#### [What is expected]
Count the lines in the items below that contain the string "gets", treating uppercase and lowercase as different, and reply with the number alone.

***

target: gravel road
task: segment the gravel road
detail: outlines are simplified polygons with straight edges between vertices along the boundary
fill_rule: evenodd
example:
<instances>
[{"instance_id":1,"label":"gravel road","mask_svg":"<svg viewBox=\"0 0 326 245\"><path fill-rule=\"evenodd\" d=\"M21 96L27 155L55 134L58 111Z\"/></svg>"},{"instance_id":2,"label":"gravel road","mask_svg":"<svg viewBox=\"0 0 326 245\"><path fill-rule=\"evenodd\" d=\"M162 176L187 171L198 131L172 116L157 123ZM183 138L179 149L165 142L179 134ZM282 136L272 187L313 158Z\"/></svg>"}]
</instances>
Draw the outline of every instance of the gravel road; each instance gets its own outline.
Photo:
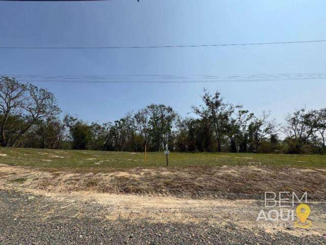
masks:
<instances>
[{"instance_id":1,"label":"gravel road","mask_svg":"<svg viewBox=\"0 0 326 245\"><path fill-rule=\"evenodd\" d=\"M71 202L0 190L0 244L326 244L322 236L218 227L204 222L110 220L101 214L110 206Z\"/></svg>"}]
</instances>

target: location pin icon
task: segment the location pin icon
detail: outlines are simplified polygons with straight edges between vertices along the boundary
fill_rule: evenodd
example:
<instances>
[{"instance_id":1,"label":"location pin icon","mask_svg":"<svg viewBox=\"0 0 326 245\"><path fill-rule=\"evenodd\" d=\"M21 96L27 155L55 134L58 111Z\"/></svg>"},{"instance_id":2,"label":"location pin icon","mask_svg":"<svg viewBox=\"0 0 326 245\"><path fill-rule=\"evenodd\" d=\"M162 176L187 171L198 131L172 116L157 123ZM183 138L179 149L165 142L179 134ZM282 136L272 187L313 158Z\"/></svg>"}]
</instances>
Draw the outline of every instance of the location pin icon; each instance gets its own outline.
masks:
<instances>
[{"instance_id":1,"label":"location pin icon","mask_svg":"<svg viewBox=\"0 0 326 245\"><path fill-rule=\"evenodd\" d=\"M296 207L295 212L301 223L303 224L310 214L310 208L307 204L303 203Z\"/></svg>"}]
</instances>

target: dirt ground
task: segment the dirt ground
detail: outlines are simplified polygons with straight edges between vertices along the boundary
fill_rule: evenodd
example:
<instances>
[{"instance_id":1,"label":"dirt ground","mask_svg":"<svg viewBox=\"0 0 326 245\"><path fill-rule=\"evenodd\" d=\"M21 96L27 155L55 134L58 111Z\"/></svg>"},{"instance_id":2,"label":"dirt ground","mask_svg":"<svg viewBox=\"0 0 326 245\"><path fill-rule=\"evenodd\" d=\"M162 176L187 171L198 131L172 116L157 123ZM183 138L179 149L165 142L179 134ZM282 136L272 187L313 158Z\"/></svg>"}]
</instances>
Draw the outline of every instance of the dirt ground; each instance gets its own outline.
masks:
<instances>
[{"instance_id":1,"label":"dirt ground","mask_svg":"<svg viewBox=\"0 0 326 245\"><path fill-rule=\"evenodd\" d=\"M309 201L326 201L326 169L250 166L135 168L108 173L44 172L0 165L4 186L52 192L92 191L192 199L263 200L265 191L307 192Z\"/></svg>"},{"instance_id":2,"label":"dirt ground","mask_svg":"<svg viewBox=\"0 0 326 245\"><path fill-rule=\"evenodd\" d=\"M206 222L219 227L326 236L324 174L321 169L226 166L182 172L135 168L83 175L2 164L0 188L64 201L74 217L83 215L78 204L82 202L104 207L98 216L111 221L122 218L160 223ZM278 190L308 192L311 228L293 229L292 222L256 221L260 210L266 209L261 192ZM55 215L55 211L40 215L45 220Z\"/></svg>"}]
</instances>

***

#### [Answer below]
3